RAW DATA ::
__________________________________________________
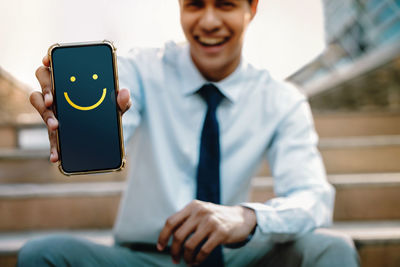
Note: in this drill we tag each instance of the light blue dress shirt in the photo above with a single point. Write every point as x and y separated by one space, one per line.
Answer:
259 118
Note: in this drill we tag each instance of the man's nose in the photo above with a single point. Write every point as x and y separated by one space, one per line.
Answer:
210 20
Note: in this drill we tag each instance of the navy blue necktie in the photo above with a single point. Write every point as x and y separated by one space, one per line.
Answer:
208 170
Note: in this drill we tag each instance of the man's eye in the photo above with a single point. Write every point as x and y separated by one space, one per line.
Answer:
193 4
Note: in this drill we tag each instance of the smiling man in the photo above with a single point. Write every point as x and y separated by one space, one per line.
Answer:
201 122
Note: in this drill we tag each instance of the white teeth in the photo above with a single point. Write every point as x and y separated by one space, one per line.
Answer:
211 41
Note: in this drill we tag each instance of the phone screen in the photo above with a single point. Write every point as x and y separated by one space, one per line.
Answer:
85 99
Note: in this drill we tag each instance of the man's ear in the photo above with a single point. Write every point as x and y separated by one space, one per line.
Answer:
253 8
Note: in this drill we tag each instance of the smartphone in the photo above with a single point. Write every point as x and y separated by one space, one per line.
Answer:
85 87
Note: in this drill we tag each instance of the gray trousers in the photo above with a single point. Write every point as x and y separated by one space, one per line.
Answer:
321 248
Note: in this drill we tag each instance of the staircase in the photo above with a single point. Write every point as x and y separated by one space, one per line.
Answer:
360 151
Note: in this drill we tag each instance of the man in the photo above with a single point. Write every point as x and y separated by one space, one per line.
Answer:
202 119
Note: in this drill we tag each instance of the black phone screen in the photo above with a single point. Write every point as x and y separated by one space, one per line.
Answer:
85 99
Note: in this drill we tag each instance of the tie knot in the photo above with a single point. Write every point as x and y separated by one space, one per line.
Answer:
211 95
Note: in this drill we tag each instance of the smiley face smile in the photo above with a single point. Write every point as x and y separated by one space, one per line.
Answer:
73 79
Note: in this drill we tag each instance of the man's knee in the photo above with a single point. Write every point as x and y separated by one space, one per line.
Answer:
47 251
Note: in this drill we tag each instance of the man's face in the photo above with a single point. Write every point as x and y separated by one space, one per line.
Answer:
215 30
__________________________________________________
INSTRUCTIONS TO FOLLOW ::
Copy all of the data above word for word, omitting the pictures.

THE REPLY ::
Note: in this drill we tag each instance of the light blue dress shirt in the photo above with a single point. Write every point as x and y separated by one space, one per line.
Answer:
259 118
Note: in this drill we tag each instance of the man's nose in the photo above with a single point. Write every point as x and y separated by one space, one per line.
Answer:
210 20
Note: in this drill we tag each instance of the navy blue necktie in the photo above with a single point. Write every point as x and y separated by one space, one per line.
Answer:
208 170
Note: in this drill we tag each instance of the man's eye in the photo above with a single point. Write every point as x and y separated by one space, one per line.
Answer:
193 4
Note: in this drill we tag each instance of the smiling man in the photo above with a single point. Write every point as x and y separated by one space, one per line.
Answer:
201 122
Note: in this drill we tag each instance of the white teeth in the photo above with a single point. Write every point as x and y separated by one space, one per line.
Answer:
211 41
Note: in this drill we tag each instance of the phone screen in the photo above with a single point. Write every point as x and y separated by one space, one per line.
Answer:
85 99
Note: in this drill we tag each instance of the man's ear in the photo above with a single point. Write every point as x and y separated by one space, one per line.
Answer:
253 8
Note: in this drill we tag each instance of the smartphone in the photo above with a single point. Write every point as x and y separated by one space, one per line.
Answer:
85 87
Note: in this drill we tag each instance of the gray trousers in the photo above with a single point. Write every point as x and y separated by one space, one per line.
Answer:
321 248
Note: in this drill we tag each instance of the staircase in the photo above with a single point. Write every point as x and y separated by one space, one per line.
Answer:
360 151
Note: in this drill we tag each instance of the man in the photo above with a single point. Write every point as x and y separated by one space, one per line.
Answer:
202 119
Note: in this drill we tag each instance of the black phone screen in the photo above with a single point. Write every point as x and y separated by one space, one per line.
Answer:
85 99
Note: in this drill we tag each instance of the tie knot in the photo above with a single point. Write every point as x and y separated by one space, one per line.
Answer:
211 95
Note: in this drill we tag each instance of the smiley face smile in the photo above with a single point. Write every point as x and y separated by one space, one per line.
Answer:
73 79
Note: in this drill we tag each instance of the man's knee in the photo above with a single point. Write every point as x and y separated by one space, one per line.
Answer:
47 251
Note: in this drill we tag each instance of the man's face in the photo above with a single point. Write every point as x and y separated by one space, one per line.
Answer:
215 30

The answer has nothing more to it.